A run of records:
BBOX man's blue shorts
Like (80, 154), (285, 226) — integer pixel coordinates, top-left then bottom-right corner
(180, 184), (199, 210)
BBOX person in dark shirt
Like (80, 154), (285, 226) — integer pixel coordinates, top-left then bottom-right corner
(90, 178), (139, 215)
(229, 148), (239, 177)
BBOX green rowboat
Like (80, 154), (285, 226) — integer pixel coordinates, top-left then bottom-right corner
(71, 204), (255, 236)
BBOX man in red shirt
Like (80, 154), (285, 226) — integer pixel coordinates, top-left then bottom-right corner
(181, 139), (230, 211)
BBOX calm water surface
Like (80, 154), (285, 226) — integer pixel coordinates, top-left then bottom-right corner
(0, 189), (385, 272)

- **What you have to do**
Write out the listing above again, substituting "whole-number pixel coordinates" for every "integer pixel coordinates" and leaving everything else unchanged.

- **Correct response**
BBOX man's blue shorts
Like (80, 154), (285, 226) — whole-number pixel coordinates, top-left then bottom-right corner
(180, 184), (199, 210)
BBOX person in dark shirt
Like (80, 154), (285, 226) — whole-number pixel coordinates, top-left then bottom-right corner
(90, 178), (139, 215)
(229, 148), (239, 177)
BBOX green rowboat
Like (80, 154), (285, 226) — whole-number pixel coordinates, top-left then bottom-right corner
(71, 204), (255, 236)
BBOX man in red shirt
Like (80, 154), (285, 226) — whole-number pixel coordinates, top-left then bottom-right corner
(181, 139), (230, 211)
BBOX calm water surface
Like (80, 154), (285, 226) — whole-number pixel coordinates, top-left then bottom-right corner
(0, 189), (385, 272)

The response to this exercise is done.